Seitentext ::
○ ○ ○ ○ ○

Interview mit dem Wehrbeauftragten in der „Passauer Neue Presse“ vom 25. Januar 2019

„Alles zu teuer, zu langsam – nicht nur bei ‚Gorch Fock‘“

Die Kosten für die Sanierung der „Gorch Fock“ laufen immer mehr aus dem Ruder. Von Missmanagement und Korruptionsverdacht ist die Rede. Macht die Instandsetzung noch Sinn?

Bartels: Die „Gorch Fock“-Reparatur ist besonders spektakulär aus dem Ruder gelaufen. Sie steht sinnbildlich für ein System der Verantwortungsdiffusion, in dem niemand für das Ganze verantwortlich ist. Zu viele sind an solchen Projekten beteiligt. Jeder macht an seiner Stelle alles richtig, aber was schließlich herauskommt, kann niemand gut finden. Alles wird zu teuer, geht zu langsam, wirkt am Ende unfertig – vom Eurofighter bis zur Fregatte F 125. Das ist nicht nur bei der „Gorch Fock“ ein Problem. Wir beobachten bei fast jedem Rüstungsprojekt, dass Kalkulation und tatsächlicher Preis sich weit auseinanderentwickeln.

○ ○ ○ ○ ○

Bereitgestellte Angaben ::
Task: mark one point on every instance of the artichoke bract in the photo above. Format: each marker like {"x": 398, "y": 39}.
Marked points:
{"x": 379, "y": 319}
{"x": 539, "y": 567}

○ ○ ○ ○ ○

Aufgabenstellung ::
Schreibe die Fortsetzung des Interviews über die Sanierung der „Gorch Fock“, beginnend unmittelbar nach dessen letztem Satz.

Antwort ::
Warum sind Fehlentwicklungen nicht früher aufgefallen?

Bartels: Im Fall „Gorch Fock“ lese ich, dass sie seit dem Jahr 2000 für Reparaturen immer wieder in dieselbe Werft kam. Aber erst jetzt wird plötzlich festgestellt, dass es Reparaturbedarf gibt, der einen Neubaupreis übersteigt. Eigentlich hätte man schon bei der Kostenexplosion auf 135 Millionen Euro im Frühjahr hellhörig werden müssen. Aufregung entstand aber erst, als sich ein Bundeswehrmitarbeiter selbst anzeigte und man nun wegen Korruptionsverdachts ermitteln muss. Ohne das hätte man den Sprung von 10 auf 135 Millionen Euro Reparaturkosten wohl weiter für normal gehalten. Bemerkenswert finde ich, wie wenig klar zu sein scheint, wer eigentlich verantwortlich ist. Es wurde versucht, dem Marineinspekteur den Schwarzen Peter zuzuschieben. Aber so, wie die Bundeswehr im Moment organisiert ist, gehört das Schiff schon seit drei Jahren nicht mehr zu seinem Verantwortungsbereich.

Die Grünen fordern statt einer teuren Reparatur einen Neubau. Wäre ein Ende mit Schrecken nicht tatsächlich besser als ein Schrecken ohne Ende?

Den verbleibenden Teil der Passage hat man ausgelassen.